* Stated problem:
Please copy each of the following records exactly as it appears, line for line.

--- Start Excerpted data ---

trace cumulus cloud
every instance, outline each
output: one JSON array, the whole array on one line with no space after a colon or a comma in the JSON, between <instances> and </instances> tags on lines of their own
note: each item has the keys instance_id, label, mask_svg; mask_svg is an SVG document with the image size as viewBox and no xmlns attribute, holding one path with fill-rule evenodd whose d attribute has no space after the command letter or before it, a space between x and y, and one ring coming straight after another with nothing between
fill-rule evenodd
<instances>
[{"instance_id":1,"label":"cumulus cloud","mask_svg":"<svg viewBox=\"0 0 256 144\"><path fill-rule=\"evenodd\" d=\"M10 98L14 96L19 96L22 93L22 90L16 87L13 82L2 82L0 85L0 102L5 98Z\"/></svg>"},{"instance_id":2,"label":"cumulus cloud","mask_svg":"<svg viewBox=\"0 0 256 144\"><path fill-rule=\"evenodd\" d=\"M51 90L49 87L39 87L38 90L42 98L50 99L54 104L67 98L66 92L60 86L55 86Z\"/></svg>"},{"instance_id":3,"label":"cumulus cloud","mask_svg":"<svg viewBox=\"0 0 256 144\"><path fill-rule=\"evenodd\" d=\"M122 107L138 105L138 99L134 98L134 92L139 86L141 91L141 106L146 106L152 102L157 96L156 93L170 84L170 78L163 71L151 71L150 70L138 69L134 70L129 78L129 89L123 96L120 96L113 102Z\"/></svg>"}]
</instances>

--- End Excerpted data ---

* Result:
trace cumulus cloud
every instance, outline each
output: one JSON array, the whole array on one line with no space after a colon or a comma in the JSON, between <instances> and </instances> tags on lines of their own
note: each item has the keys instance_id, label, mask_svg; mask_svg is an SVG document with the image size as viewBox and no xmlns attribute, holding one path with fill-rule evenodd whose d attribute has no space after the command letter or before it, a space between x and y, and one ring coming straight after another with nothing between
fill-rule evenodd
<instances>
[{"instance_id":1,"label":"cumulus cloud","mask_svg":"<svg viewBox=\"0 0 256 144\"><path fill-rule=\"evenodd\" d=\"M10 98L14 96L19 96L22 93L22 90L16 87L13 82L2 82L0 85L0 102L5 98Z\"/></svg>"},{"instance_id":2,"label":"cumulus cloud","mask_svg":"<svg viewBox=\"0 0 256 144\"><path fill-rule=\"evenodd\" d=\"M51 90L49 87L39 87L38 90L42 98L50 99L54 104L67 98L66 92L60 86L55 86Z\"/></svg>"},{"instance_id":3,"label":"cumulus cloud","mask_svg":"<svg viewBox=\"0 0 256 144\"><path fill-rule=\"evenodd\" d=\"M122 107L138 105L138 99L134 98L134 92L139 86L141 91L141 106L146 106L152 102L157 96L156 93L170 84L170 78L163 71L151 71L150 70L138 69L134 70L129 78L129 89L123 96L120 96L113 102Z\"/></svg>"}]
</instances>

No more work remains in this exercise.